==== Fragmento seleccionado

Por Arturo Zárate Ruiz
Cristo es Rey. Lo dice san Pablo: «Que al nombre de Jesús, se doble toda rodilla en el cielo, en la tierra y en los abismos, y toda lengua proclame para gloria de Dios Padre: “Jesucristo es el Señor”».
Porque a los gobernantes mundanos no les gusta esto y por costumbre se les olvida —es más, imponen la supremacía del Estado y persiguen a la Iglesia—, Pío XI instituyó el 11 de diciembre de 1925 la fiesta de Cristo Rey.
Hizo bien. Dicha proclama podría parecer una imposición religiosa, dañina a la libertad no sólo de creencias, sino incluso contraria a toda libertad. El come-curas Plutarco Elías Calles, Presidente de México, encontraría en ella un pretexto adicional para perseguir a los católicos y forzar el cierre de sus templos. Pero reconocer el reinado de Cristo es tremendamente liberador. Cuando Él reina, no estamos sujetos a ningún capricho, ya no digamos a los de un Estado opresor —como lo ha sido por muchas décadas y no en pequeña medida el mexicano—, sino inclusive a desvaríos de cada uno de nosotros, como el abandonarnos en la pereza, cuando Dios manda, y manda sabiamente, que trabajemos. Los mandamientos de Dios no son meras ocurrencias, sino rutas para alcanzar la felicidad. Se fundan en el orden de su Creación hermosa. Siguiéndolos alcanzamos la plenitud; dejándonos llevar por nuestros insensatos antojos, no.
Salvo que neguemos que hay un orden en la Creación de Dios, la libertad humana sólo puede consistir en abrazar ese orden. Así, la moderación al beber no es una cadena, sino una virtud para no caer en la esclavitud del alcohol; la castidad, no una negación de la sexualidad, sino una plataforma para alcanzar los goces superiores del matrimonio. Sucede que —aunque parezca tonto decirlo— la realidad en que vivimos es real (y además sabia). Por ello el abuso del alcohol y sus daños al hígado no es mera imaginación que pudiésemos modificar y convertir, por sólo pensarlo, en nutrición vivificante: es veneno; como tampoco, por mera imaginación, la infidelidad nos hará más libres: nos esclaviza, nos sujeta a apetitos meramente carnales sin nunca permitirnos alcanzar el buen amor.

========

• Detalles del problema
Continúa el texto sobre Cristo Rey y la libertad a partir de su última oración.

==== Filas proporcionadas

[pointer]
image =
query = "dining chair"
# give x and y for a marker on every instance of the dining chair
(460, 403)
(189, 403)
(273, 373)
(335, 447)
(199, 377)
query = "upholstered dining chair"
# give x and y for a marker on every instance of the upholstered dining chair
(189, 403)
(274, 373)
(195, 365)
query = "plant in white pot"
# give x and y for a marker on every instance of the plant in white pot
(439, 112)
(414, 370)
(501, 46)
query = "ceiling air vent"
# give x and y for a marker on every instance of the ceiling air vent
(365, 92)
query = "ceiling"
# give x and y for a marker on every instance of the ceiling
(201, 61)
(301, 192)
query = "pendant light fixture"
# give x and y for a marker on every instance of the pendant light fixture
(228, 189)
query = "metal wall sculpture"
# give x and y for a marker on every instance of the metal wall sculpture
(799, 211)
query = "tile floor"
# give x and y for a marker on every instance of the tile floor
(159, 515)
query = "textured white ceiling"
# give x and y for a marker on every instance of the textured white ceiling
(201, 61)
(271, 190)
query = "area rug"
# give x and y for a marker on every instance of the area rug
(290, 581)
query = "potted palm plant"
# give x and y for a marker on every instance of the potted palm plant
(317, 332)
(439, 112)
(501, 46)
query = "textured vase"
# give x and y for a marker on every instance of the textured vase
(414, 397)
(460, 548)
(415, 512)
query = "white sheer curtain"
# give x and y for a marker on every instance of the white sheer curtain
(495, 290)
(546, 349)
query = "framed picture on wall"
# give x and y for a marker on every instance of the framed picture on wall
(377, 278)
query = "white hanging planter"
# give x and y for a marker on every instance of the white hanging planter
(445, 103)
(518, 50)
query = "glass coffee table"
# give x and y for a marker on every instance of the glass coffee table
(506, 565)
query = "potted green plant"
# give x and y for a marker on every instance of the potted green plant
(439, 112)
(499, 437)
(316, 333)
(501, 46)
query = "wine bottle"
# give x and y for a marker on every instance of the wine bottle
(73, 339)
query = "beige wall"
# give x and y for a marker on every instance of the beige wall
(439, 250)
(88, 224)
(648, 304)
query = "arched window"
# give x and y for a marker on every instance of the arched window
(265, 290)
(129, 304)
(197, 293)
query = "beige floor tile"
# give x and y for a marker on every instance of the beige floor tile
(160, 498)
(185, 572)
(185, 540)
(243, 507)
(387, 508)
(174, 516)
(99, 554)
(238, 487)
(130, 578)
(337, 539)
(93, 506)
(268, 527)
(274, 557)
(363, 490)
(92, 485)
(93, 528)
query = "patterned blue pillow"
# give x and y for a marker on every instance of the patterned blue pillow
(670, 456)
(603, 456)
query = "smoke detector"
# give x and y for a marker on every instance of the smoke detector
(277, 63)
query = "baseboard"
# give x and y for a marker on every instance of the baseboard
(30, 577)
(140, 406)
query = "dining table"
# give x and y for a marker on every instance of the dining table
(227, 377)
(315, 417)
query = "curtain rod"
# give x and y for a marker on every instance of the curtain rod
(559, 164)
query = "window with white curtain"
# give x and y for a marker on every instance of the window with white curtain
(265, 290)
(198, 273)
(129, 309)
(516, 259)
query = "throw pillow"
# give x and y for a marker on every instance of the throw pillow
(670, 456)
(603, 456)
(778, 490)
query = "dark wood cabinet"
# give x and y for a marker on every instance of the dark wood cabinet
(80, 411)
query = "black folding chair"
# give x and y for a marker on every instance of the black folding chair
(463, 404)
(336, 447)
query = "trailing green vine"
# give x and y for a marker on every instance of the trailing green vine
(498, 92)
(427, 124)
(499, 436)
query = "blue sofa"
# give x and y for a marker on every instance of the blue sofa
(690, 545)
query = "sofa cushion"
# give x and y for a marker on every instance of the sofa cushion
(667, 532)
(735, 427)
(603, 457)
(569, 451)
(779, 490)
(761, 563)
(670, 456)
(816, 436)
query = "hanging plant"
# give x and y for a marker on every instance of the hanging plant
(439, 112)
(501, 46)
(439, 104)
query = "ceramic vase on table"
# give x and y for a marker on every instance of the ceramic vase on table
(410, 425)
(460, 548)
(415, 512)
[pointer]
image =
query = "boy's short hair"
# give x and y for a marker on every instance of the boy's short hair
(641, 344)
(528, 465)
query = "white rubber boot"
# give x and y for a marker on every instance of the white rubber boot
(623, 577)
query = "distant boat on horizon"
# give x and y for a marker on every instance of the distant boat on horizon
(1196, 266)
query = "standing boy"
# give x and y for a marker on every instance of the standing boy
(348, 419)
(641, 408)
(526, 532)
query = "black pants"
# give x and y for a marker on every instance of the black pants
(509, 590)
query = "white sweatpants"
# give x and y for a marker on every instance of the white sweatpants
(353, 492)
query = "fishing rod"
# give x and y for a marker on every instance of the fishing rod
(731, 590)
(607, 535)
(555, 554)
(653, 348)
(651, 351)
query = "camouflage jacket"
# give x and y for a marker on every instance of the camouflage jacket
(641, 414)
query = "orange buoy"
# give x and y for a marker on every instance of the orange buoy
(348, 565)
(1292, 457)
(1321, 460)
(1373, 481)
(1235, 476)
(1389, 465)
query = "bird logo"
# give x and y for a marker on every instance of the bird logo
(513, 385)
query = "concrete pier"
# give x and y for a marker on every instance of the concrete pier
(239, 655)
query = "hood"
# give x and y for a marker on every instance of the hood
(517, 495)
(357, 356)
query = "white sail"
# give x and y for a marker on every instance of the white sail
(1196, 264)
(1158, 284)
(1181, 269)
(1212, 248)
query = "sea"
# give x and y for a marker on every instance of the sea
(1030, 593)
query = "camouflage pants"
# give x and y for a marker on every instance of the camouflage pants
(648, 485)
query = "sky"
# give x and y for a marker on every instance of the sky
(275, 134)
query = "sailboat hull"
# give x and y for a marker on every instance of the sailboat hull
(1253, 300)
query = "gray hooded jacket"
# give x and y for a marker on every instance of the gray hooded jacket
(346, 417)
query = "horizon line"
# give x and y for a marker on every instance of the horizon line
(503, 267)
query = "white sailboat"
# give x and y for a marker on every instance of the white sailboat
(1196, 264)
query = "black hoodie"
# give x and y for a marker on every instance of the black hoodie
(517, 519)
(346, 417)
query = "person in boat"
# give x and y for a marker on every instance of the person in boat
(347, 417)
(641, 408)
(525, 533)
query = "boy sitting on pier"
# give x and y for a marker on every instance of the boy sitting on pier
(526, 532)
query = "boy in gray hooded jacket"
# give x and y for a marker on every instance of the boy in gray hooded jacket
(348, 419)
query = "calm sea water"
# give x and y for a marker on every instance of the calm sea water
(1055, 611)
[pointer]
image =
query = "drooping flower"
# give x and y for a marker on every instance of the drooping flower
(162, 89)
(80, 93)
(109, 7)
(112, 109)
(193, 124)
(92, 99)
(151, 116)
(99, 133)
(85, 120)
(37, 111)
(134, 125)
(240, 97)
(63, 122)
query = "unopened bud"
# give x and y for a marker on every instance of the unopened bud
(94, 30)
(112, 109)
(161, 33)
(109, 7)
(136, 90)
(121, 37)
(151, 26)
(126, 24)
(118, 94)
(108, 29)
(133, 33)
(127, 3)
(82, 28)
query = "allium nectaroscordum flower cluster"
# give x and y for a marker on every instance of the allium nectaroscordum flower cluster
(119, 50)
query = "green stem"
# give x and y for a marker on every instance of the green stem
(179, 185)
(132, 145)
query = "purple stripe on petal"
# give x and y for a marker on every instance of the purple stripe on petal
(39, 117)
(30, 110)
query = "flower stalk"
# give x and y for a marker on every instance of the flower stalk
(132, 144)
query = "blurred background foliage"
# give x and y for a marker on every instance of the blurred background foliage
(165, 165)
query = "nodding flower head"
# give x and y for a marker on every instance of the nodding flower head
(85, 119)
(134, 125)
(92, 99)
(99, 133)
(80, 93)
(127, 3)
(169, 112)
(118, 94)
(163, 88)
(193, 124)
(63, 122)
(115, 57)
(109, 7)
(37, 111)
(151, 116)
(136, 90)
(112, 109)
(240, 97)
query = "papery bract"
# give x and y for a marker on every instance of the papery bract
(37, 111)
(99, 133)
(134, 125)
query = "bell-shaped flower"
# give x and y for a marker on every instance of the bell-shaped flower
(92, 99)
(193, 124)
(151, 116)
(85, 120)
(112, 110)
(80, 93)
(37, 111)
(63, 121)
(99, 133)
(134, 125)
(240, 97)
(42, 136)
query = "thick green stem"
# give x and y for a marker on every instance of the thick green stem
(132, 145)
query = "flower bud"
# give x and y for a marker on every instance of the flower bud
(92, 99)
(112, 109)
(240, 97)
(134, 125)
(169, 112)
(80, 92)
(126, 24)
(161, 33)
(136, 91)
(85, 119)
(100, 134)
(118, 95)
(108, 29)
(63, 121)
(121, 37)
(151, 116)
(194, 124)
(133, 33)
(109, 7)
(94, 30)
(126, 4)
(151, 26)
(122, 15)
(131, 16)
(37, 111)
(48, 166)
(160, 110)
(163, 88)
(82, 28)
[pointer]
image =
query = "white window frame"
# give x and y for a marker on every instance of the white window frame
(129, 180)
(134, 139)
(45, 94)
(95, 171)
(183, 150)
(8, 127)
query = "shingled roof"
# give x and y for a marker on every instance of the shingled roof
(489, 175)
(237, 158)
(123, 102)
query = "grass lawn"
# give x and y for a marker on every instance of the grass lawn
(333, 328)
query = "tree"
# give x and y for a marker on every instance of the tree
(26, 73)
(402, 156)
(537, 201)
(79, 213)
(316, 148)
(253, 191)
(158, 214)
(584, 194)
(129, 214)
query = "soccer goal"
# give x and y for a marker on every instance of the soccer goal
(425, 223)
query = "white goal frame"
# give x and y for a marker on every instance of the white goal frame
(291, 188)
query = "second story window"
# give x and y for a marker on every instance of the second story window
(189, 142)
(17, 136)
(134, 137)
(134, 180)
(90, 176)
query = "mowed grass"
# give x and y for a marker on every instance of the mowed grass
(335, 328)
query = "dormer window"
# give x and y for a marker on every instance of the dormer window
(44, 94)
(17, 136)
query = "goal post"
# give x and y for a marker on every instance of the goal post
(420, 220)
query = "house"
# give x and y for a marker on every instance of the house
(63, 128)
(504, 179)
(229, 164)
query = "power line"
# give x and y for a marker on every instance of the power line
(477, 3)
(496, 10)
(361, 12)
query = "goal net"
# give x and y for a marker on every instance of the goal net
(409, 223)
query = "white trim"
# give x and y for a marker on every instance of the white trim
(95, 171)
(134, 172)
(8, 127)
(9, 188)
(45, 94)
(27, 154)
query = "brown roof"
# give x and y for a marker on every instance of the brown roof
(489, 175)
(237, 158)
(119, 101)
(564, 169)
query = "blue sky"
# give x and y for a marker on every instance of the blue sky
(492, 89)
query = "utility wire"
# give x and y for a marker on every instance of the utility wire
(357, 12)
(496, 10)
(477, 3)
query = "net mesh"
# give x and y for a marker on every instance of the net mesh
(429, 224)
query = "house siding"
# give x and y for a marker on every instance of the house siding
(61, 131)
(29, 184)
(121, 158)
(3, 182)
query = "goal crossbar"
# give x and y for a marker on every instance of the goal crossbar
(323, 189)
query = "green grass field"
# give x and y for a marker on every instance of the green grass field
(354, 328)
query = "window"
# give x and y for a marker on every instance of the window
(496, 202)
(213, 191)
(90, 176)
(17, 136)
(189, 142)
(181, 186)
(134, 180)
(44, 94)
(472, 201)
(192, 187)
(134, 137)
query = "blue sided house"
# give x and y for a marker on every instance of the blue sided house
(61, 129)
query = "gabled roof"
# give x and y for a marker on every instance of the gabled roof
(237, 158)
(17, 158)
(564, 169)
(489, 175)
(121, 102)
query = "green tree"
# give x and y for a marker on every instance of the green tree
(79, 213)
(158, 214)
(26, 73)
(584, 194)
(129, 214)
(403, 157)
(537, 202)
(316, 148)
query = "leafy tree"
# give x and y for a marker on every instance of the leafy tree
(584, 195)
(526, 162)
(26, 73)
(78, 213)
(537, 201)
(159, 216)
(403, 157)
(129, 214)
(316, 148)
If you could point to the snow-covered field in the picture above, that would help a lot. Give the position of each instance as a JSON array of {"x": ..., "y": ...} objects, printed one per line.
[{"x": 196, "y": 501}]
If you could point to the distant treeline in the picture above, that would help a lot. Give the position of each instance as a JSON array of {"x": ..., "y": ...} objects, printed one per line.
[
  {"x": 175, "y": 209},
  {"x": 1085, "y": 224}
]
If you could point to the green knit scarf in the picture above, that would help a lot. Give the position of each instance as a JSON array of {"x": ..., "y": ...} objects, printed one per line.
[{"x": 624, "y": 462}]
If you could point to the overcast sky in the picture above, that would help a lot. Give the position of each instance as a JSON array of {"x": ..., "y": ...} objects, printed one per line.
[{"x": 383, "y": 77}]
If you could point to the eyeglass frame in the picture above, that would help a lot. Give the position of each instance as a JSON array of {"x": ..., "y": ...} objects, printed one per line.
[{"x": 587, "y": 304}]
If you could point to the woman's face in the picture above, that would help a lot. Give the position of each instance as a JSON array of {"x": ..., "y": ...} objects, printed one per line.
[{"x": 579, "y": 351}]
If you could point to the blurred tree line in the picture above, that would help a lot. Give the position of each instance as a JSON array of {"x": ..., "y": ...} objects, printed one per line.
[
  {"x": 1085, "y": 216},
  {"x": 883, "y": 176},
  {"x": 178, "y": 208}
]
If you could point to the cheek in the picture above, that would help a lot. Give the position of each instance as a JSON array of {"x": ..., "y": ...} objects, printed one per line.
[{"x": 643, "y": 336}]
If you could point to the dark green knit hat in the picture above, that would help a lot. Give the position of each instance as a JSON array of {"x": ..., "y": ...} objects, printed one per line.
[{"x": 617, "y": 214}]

========

• Respuesta propuesta
En cambio, si reconocemos y aceptamos el sabio orden divino, podemos potenciar nuestras manos y nuestra cabeza. Si no las usamos según su orden, —trabajando y pensando correctamente—, nos pudrimos en la holgazanería y nos hundimos en una justa indigencia. «El que no quiera trabajar, que no coma», sentenció san Pablo. Pero si asumimos el reto de esforzarnos, creceremos no sólo en habilidades físicas y espirituales, también en prosperidad (salvo que Dios permita al Malo ponernos, como a Job, a prueba). Que no nos quepa duda. Cristo mismo trabajó. Fue carpintero, como san José, su guardián.
Al final, el reinado de Cristo no es para su beneficio. Pues, pensándolo bien, no nos necesita para sostener su existencia. Reina para promover nuestro bien. Él nos diseñó, y lo hizo bien, pues Él es la misma Sabiduría. Es, respetando ese diseño suyo, no ignorándolo, que seremos felices. Es siguiendo la ruta que, con este diseño u orden Él ha trazado, que llegaremos a nuestra meta, el Cielo. Lo propone, de nuevo, san Pablo: «corro en dirección a la meta, para alcanzar el premio del llamado celestial que Dios me ha hecho en Cristo Jesús».
Cabe advertir que sus mandatos potencian nuestra libertad, no la coartan. Si no hubiera rutas y metas viables y buenas, no habría libertad porque no habría nada que escoger.
Cabe finalizar esta reflexión sobre Cristo Rey con estas estrofas del himno latino que refiere el Día del Juicio Final:
«Rey de tremenda majestad
tú que salvas solo por tu gracia,
sálvame, fuente de piedad.
Acuérdate, piadoso Jesús
de que soy la causa de tu calvario;
no me pierdas ese día.»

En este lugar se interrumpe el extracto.